▶ **The task**:
Repeat the rows below word for word, starting at the one containing "of the pink" and ending at the one containing "the framed artwork".
* * * * *
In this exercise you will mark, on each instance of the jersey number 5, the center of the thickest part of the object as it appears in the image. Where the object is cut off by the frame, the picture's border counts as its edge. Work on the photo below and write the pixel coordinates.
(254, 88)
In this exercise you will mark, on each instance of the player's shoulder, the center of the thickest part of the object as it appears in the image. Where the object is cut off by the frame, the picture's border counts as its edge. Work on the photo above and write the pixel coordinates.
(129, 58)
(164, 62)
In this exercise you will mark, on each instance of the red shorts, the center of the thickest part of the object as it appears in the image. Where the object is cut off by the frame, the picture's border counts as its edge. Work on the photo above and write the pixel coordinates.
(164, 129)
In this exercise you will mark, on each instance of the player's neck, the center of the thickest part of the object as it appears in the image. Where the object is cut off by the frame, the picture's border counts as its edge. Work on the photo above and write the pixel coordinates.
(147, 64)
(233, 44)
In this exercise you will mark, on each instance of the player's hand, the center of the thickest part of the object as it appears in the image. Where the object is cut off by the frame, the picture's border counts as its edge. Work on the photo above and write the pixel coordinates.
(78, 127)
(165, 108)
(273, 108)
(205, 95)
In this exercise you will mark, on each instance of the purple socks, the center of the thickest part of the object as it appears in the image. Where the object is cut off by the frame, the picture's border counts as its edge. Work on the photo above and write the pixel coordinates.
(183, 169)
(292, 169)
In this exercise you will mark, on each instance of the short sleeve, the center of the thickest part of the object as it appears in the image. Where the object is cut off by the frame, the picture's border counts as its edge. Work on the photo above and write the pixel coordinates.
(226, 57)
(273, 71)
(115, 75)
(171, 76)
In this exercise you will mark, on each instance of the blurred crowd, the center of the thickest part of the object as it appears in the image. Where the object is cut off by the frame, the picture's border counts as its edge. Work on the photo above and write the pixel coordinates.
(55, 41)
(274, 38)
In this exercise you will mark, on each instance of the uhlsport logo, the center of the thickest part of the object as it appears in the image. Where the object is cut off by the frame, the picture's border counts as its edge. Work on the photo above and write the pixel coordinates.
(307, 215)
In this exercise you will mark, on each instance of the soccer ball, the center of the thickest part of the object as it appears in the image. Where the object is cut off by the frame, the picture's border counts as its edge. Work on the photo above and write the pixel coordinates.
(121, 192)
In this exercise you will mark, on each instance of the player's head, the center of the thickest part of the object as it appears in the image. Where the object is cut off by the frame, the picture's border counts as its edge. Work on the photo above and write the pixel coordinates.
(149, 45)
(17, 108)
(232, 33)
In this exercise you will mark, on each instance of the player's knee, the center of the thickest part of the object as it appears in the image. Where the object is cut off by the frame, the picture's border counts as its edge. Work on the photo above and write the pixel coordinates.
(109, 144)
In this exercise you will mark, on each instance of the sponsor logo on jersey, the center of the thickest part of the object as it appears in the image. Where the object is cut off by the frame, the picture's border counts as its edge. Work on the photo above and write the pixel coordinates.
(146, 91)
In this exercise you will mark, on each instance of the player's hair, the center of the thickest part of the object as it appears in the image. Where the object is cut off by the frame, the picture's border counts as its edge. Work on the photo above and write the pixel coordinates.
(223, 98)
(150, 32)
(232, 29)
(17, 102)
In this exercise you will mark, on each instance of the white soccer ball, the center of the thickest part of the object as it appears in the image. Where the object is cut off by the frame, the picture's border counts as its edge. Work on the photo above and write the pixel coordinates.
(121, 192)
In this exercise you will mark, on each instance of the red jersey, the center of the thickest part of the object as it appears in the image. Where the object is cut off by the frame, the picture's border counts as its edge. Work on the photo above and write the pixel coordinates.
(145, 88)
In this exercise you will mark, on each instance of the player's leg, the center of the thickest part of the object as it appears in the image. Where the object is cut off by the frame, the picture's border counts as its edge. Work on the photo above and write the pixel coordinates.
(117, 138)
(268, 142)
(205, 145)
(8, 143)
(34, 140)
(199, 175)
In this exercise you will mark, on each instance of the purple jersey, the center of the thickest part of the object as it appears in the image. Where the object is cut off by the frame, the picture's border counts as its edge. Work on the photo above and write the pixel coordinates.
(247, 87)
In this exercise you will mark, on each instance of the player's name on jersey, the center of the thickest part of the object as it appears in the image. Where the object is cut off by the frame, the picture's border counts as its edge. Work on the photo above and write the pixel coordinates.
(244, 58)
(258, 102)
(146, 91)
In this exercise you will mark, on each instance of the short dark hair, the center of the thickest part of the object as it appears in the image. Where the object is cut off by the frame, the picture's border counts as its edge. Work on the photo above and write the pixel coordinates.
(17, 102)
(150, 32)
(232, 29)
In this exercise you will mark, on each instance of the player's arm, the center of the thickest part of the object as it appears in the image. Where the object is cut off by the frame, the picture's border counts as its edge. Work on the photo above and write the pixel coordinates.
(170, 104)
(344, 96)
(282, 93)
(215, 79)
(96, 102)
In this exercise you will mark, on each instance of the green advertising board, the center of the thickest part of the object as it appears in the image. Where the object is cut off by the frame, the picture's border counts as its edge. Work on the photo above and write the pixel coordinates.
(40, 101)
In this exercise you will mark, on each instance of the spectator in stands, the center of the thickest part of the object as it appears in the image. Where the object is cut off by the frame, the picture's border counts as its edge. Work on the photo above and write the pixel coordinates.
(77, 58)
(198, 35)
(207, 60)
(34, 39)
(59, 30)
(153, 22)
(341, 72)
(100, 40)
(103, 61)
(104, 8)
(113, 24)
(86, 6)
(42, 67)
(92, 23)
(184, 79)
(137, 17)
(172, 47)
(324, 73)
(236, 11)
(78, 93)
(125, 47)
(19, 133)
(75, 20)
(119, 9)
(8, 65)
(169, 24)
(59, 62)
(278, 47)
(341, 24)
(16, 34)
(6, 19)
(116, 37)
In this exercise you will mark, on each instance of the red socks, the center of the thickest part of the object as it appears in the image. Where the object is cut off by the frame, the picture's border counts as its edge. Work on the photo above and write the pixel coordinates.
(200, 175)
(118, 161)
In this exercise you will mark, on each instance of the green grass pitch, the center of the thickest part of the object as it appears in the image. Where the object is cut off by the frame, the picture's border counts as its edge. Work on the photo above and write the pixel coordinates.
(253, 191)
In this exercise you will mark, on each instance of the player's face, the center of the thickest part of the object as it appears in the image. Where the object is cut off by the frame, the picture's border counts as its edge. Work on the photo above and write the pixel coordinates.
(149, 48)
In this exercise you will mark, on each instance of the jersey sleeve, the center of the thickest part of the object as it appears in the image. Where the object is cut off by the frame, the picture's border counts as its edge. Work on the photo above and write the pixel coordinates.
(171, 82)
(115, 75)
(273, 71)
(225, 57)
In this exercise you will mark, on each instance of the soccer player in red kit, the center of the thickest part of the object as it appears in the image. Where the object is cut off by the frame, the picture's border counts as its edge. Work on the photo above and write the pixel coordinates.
* * * * *
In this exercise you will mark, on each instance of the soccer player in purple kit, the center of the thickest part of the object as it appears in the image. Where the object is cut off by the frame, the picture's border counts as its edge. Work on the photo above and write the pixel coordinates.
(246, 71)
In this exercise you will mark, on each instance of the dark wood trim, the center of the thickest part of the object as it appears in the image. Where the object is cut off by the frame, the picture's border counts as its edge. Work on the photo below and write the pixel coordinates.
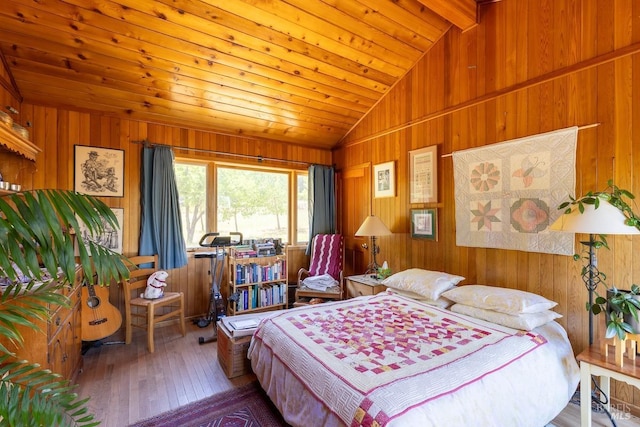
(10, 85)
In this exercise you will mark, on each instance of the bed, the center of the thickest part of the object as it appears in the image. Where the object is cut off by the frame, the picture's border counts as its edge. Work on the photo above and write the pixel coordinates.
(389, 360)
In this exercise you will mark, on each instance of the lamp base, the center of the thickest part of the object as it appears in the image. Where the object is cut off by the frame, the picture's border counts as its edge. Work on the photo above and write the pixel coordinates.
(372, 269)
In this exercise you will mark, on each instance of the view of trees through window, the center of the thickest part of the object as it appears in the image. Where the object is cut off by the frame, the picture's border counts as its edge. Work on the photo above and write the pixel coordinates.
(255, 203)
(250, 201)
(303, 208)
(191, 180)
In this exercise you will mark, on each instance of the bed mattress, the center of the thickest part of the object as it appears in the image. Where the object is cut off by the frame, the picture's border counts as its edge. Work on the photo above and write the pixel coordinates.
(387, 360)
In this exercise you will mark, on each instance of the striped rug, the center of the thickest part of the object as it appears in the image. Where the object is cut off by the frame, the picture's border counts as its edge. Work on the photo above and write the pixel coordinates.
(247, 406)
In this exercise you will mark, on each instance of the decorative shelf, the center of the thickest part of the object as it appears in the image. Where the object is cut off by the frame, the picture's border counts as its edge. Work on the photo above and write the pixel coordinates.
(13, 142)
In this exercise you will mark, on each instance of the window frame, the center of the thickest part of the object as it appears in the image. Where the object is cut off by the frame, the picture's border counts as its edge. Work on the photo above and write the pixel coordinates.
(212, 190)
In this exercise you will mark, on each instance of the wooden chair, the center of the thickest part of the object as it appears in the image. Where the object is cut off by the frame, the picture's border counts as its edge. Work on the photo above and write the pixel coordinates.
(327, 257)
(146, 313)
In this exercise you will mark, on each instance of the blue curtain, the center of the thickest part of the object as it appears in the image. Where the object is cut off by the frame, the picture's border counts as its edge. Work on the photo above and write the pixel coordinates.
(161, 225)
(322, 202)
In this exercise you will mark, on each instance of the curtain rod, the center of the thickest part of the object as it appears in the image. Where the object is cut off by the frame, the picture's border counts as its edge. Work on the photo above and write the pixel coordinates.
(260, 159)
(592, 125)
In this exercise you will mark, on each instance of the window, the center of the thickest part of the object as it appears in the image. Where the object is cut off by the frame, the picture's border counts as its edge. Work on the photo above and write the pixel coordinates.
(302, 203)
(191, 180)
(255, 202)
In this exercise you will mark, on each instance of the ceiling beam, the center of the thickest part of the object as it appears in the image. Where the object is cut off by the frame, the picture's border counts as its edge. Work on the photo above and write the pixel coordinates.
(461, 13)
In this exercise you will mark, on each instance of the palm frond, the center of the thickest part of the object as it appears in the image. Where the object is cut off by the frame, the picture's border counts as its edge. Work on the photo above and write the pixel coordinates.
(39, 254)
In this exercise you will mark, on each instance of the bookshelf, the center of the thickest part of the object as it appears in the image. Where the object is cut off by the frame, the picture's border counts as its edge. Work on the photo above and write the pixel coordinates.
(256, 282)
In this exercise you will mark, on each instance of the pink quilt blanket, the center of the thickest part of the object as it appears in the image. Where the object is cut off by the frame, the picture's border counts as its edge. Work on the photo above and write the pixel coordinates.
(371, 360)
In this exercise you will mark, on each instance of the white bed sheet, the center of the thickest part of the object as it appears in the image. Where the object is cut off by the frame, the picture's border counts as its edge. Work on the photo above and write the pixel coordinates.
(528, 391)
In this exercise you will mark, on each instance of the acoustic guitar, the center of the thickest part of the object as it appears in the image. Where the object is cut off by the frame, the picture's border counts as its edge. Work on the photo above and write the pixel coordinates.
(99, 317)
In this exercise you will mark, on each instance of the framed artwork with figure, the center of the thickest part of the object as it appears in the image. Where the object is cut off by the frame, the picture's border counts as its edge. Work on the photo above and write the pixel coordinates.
* * * * *
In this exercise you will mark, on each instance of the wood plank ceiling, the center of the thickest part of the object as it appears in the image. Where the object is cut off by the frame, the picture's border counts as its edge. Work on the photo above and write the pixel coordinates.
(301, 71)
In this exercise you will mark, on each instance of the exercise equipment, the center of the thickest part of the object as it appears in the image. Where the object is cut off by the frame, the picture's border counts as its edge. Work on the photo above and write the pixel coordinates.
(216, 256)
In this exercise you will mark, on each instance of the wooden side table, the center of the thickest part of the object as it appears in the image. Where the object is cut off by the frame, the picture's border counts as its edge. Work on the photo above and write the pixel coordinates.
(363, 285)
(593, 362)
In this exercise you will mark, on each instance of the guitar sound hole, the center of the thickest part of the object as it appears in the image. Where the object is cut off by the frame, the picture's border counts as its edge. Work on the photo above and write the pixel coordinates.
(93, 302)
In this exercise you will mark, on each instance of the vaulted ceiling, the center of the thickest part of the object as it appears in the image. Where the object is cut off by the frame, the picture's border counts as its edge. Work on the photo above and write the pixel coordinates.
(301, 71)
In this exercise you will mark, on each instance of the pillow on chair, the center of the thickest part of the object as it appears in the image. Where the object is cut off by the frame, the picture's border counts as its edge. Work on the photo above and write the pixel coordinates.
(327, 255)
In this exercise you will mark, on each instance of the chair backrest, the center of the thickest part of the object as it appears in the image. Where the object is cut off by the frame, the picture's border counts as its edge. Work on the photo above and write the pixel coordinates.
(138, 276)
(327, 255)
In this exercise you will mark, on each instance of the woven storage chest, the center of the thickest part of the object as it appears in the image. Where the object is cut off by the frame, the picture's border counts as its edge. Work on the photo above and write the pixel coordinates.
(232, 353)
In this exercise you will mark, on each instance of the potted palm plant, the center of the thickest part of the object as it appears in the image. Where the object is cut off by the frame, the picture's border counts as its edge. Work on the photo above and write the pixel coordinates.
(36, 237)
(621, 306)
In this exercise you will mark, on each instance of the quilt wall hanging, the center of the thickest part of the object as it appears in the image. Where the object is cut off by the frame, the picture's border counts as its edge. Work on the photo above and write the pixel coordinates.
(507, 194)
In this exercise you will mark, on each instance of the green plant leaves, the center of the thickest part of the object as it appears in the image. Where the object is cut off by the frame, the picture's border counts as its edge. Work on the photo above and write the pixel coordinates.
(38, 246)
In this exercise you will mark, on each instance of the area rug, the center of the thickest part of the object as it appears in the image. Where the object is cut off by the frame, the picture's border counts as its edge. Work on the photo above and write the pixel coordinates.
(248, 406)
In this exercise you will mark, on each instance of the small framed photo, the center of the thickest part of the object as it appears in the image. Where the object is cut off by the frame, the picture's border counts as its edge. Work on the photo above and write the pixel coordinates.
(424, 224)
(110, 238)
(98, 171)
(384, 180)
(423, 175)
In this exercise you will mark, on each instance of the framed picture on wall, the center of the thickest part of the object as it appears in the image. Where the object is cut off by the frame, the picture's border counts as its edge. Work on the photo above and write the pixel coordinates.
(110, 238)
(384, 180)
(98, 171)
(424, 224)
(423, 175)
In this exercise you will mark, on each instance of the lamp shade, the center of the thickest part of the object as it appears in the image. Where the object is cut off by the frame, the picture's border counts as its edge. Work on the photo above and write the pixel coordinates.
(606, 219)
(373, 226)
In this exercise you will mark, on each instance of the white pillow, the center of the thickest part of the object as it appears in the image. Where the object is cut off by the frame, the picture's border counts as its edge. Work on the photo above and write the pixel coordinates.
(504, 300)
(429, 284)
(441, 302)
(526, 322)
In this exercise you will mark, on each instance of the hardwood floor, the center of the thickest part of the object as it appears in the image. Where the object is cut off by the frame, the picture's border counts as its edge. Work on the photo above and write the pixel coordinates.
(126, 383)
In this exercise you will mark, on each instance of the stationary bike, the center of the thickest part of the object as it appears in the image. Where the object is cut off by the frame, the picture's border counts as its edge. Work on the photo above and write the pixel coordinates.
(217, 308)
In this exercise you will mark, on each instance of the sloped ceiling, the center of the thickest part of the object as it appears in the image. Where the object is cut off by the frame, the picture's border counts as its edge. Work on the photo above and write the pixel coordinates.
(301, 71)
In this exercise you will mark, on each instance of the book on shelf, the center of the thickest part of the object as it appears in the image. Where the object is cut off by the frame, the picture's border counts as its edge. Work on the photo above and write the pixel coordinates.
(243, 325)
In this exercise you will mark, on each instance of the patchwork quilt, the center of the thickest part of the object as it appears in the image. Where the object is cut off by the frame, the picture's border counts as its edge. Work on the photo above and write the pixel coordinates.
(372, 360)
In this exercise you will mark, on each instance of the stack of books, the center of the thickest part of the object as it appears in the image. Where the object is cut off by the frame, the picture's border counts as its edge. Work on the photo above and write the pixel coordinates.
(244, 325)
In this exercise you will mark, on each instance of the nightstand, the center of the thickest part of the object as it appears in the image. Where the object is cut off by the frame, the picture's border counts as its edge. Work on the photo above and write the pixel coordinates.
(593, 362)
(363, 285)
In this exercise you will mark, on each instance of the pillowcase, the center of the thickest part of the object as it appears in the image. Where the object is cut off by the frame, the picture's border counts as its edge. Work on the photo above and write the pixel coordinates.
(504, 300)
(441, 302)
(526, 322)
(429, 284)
* * * * *
▶ **Correct output**:
In this exercise you will mark, on each instance of the pink quilt blanket, the center of the thickest part of the object as it appears in the image. Where the object is cut off by the frame, the picture's border counts as its edge. Work on the photo above and write the pixel coordinates.
(371, 360)
In this exercise you will mark, on each instance of the white bed sheet, the center of the thickest part of the object as it appears in the image. Where the object is cut off by the frame, the picture's border counts as its edge. Work on the photo above and write the pixel coordinates.
(528, 391)
In this exercise you will mark, on each instance of the acoustic guitar, the center of the thickest part of the object as it appears in the image. Where the object is cut off by the frame, the picture's border counts as its edge. Work on the photo above and write the pixel coordinates.
(99, 317)
In this exercise you will mark, on each instance of the framed artwork with figure, the center of the thickest part of the object as it appears in the image. Where the object is cut off by the frame, the picture's border counts as its edge. Work on the photo above and write the pixel coordinates.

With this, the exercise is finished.